(Dokumen Sumber)
___
Oleh Rahmadiyanti Rusdi (Republika, 23 Oktober 2012)
Beberapa
mobil polisi tampak di sekitar gerbang Masjid Agung Paris. Puluhan polisi
lengkap dengan rompi antipeluru terlihat berjaga-jaga dengan senjata di tangan.
“Tumben, kok banyak polisi ya…,” kata Rosita Sihombing, sahabat yang telah
tinggal di Paris lebih dari 10 tahun. Bersama suaminya, Patrick Monluis, hari
itu Mbak Ita menemani saya berkunjung ke masjid yang diresmikan pada 15 Juli
1926.
Jejeran
pohon cemara dengan kolam di bagian tengah dan beberapa pancuran air menyambut
saya saat memasuki masjid dari gerbang. Mengingatkan pada General Life alias
taman-taman di kompleks Alhambra, Granada, Spanyol. Ternyata, saat mulai
dibangun pada tahun 1922, pemerintah Prancis memang meminta bantuan seniman
asal Afrika Utara untuk mendesain masjid ini. Tak heran, arsitektur gaya Moor yang
juga tecermin di Alhambra, sangat terlihat juga di masjid ini.
Sebelum
melihat-lihat bagian dalam masjid, Mbak Ita mengajak saya turun melalui tangga ke
bagian bawah. Jajaran tempat berwudhu dan toilet terletak di area ini. Beberapa
bangku kayu diletakkan di hadapan keran air untuk berwudhu. Setelah itu kami
naik kembali dan menyusuri koridor dengan pintu-pintu kayu berukir. Di beberapa
sisi, dinding dilengkapi mozaik keramik. Lagi-lagi gaya Moor sangat terasa. Mozaik keramik seperti
itu dengan mudah dapat kita temui di Istana Nazaries, Alhambra .
Masuk
lebih dalam, terdapat patio (ruang
lapang terbuka). Sebuah kolam kecil berbentuk bulat terletak di bagian tengah.
Tenda yang dapat dibuka-tutup terlihat di bagian atas. “Dulu tenda ini belum
ada,” kata Patrick. “Jamaah yang makin banyak terutama saat shalat Jum’at atau
shalat Id (hari raya) membuat pengurus masjid menambah tenda tersebut yang dapat
dibuka dan menaungi jamaah yang shalat di bagian ini karena tak dapat shalat di
ruang dalam masjid.”
Dari
ruang lapang ini, di sisi kanan terlihat dinding putih berukir kaligrafi yang
menaungi sebuah pintu kayu berwarna cokelat juga dengan ukiran kaligrafi.
Inilah pintu masuk utama ke ruang shalat. Karpet berwarna hijau tua berseling
hijau muda menghampar. Pilar-pilar putih bergaya Maroko menopang langit-langit.
___
(Masukan Latihan)
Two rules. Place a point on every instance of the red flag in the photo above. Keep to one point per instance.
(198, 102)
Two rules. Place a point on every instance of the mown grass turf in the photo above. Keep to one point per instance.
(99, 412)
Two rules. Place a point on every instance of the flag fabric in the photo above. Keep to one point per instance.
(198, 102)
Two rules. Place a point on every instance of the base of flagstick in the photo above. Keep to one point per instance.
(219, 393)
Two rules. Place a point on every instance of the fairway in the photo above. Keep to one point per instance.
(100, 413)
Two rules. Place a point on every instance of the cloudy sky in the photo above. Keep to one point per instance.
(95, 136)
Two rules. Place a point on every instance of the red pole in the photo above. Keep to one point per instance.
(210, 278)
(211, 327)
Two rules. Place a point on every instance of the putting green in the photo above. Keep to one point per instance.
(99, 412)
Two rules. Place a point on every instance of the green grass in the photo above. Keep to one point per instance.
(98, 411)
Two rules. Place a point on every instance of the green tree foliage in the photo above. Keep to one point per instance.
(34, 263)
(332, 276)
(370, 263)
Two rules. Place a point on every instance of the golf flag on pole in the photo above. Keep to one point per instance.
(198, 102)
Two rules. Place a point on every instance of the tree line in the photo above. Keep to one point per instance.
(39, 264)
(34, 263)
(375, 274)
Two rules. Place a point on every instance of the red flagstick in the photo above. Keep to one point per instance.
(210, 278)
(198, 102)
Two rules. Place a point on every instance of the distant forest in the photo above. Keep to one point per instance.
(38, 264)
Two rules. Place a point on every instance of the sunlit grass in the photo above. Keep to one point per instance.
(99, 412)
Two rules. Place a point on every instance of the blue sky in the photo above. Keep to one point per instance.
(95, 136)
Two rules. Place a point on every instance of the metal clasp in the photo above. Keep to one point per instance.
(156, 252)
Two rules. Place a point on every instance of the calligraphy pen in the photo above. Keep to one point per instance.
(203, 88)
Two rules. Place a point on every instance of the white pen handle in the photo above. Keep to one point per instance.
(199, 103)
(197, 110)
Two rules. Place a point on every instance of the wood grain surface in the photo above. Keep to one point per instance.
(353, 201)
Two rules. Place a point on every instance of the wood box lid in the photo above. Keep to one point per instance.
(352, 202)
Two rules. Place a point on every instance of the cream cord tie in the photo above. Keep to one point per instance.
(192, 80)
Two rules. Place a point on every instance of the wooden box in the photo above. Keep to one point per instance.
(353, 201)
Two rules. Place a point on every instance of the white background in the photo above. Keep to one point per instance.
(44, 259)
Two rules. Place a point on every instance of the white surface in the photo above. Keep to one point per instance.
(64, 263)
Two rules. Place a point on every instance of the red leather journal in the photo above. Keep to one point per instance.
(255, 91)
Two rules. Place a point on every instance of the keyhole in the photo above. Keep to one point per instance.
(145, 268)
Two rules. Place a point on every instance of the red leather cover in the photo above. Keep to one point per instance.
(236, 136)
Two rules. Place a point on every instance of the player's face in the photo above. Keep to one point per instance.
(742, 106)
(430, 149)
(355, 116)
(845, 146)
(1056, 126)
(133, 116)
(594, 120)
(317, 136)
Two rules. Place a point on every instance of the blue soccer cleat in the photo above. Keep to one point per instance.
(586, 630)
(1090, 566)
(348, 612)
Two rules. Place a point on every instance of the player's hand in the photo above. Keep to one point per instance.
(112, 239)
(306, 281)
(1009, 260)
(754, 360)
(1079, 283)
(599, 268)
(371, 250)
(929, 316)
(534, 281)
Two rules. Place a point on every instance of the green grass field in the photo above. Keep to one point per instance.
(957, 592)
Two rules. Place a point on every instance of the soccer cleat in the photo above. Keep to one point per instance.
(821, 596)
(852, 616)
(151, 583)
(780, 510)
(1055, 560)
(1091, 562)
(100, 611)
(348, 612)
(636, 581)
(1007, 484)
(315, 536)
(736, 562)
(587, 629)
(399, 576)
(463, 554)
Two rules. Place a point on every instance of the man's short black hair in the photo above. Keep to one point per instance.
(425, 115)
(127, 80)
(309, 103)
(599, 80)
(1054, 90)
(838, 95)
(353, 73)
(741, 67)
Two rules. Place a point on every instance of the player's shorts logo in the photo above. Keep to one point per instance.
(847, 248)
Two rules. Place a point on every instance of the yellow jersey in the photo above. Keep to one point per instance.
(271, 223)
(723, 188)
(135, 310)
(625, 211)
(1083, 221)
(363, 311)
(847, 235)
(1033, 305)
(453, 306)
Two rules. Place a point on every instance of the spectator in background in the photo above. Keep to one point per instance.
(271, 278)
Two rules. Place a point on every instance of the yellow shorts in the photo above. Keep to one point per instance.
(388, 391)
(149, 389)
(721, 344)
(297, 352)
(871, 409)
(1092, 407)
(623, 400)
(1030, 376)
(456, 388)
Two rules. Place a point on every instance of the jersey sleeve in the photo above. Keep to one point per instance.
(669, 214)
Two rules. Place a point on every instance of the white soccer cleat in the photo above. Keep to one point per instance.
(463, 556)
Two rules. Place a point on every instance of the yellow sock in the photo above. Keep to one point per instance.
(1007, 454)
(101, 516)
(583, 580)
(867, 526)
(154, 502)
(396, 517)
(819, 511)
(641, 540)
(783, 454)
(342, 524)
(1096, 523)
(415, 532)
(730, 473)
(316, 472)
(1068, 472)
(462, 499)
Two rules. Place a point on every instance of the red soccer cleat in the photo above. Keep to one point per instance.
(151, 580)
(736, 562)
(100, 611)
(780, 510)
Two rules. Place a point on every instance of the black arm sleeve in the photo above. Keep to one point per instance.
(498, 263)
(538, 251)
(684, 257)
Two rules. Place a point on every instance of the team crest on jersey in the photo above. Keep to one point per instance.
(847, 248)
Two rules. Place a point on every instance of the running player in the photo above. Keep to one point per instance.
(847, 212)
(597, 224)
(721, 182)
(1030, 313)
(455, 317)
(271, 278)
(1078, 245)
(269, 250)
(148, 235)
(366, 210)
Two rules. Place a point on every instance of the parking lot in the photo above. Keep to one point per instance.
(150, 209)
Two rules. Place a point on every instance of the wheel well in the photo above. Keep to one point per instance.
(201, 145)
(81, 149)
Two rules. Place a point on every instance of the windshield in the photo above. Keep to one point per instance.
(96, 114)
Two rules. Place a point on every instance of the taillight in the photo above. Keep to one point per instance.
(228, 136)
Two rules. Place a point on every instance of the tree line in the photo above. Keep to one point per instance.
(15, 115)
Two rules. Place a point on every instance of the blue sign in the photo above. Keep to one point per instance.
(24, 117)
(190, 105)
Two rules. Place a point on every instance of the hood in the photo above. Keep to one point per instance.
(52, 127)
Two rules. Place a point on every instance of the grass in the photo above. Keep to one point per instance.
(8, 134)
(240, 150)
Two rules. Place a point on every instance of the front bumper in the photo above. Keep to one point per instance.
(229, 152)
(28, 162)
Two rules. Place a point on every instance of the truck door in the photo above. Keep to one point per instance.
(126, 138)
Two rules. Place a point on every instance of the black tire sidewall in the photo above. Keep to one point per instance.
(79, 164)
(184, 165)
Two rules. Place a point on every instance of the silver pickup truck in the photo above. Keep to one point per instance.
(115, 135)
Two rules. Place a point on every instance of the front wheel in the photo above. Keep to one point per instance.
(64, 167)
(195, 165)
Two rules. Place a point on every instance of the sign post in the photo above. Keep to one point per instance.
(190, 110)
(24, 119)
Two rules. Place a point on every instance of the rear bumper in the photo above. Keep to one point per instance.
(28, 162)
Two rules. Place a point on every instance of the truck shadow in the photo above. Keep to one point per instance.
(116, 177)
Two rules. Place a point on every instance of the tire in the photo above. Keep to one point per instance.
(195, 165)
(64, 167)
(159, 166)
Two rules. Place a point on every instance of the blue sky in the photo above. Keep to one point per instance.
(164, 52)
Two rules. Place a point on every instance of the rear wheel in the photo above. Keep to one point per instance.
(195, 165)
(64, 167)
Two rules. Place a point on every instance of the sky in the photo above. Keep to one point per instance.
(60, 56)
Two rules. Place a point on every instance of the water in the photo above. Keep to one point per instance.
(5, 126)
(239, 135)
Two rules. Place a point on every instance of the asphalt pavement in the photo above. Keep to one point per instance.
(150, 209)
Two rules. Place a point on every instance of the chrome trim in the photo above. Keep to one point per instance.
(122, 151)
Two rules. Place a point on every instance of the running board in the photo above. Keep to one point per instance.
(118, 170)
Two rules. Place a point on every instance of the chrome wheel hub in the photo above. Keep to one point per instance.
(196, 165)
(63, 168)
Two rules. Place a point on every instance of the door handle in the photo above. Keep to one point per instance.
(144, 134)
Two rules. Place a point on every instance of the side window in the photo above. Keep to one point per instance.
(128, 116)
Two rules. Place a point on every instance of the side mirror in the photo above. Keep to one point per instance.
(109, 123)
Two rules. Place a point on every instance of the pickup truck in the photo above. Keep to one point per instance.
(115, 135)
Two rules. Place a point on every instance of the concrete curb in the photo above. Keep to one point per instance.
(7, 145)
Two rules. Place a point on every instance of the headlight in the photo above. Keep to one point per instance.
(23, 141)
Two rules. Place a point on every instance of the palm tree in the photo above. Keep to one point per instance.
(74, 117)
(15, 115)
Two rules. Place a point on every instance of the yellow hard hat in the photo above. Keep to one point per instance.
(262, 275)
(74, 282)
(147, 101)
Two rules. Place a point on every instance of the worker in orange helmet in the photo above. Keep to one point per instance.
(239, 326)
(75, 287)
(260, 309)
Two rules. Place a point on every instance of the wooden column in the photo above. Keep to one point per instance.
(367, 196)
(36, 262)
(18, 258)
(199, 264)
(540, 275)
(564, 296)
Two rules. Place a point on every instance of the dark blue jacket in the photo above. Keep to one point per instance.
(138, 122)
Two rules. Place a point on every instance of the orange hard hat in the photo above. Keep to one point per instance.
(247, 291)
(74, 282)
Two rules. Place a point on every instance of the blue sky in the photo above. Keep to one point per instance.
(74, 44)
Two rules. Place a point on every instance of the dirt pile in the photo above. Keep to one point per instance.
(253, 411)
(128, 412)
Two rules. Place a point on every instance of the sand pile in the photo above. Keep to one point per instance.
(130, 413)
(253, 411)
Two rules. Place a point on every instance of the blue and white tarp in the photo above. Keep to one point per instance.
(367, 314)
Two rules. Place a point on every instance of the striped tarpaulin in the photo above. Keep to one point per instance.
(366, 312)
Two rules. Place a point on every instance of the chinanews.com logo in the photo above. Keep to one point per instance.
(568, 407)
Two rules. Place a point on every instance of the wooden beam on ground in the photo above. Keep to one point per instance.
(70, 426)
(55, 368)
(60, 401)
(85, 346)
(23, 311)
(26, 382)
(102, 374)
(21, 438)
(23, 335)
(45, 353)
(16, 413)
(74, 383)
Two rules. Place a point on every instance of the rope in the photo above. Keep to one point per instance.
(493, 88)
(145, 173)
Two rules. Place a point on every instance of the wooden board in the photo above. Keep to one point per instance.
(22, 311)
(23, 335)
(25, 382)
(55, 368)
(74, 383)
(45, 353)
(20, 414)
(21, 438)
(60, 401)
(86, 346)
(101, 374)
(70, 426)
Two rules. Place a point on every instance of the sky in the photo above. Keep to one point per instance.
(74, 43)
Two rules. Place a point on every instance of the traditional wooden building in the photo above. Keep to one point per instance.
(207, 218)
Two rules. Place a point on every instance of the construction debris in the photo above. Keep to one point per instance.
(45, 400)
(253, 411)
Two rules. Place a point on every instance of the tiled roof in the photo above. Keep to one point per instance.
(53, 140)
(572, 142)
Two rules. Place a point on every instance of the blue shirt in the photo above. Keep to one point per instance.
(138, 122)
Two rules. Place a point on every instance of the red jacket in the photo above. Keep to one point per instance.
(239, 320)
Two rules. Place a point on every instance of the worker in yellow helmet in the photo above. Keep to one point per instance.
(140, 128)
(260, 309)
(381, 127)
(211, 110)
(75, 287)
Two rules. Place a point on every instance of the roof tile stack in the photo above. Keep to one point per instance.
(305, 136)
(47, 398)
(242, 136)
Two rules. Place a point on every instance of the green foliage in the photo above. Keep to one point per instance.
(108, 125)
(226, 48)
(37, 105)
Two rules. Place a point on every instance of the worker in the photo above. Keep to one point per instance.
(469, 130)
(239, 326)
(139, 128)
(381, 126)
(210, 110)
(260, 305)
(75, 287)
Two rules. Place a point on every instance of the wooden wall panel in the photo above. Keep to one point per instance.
___
(Petunjuk)
a. Salin kembali seluruh bagian teks tentang Masjid Agung Paris dari "Tenda yang dapat" hingga "Maroko menopang langit-langit.", lalu tukar "kaligrafi" dengan "ornamen".
b. Buat daftar semua baris catatan yang memuat kata "tire", dengan membedakan huruf besar dan kecil.
Teks tentang Masjid Agung Paris dan catatan di atas adalah bahan yang terpisah satu sama lain.

(Kunci Jawaban)
a.
Tenda yang dapat dibuka-tutup terlihat di bagian atas. “Dulu tenda ini belum
ada,” kata Patrick. “Jamaah yang makin banyak terutama saat shalat Jum’at atau
shalat Id (hari raya) membuat pengurus masjid menambah tenda tersebut yang dapat
dibuka dan menaungi jamaah yang shalat di bagian ini karena tak dapat shalat di
ruang dalam masjid.”
Dari
ruang lapang ini, di sisi kanan terlihat dinding putih berukir ornamen yang
menaungi sebuah pintu kayu berwarna cokelat juga dengan ukiran ornamen.
Inilah pintu masuk utama ke ruang shalat. Karpet berwarna hijau tua berseling
hijau muda menghampar. Pilar-pilar putih bergaya Maroko menopang langit-langit.

b.
Two rules. Place a point on every instance of the black tire sidewall in the photo above. Keep to one point per instance.
Two rules. Place a point on every instance of the tire in the photo above. Keep to one point per instance.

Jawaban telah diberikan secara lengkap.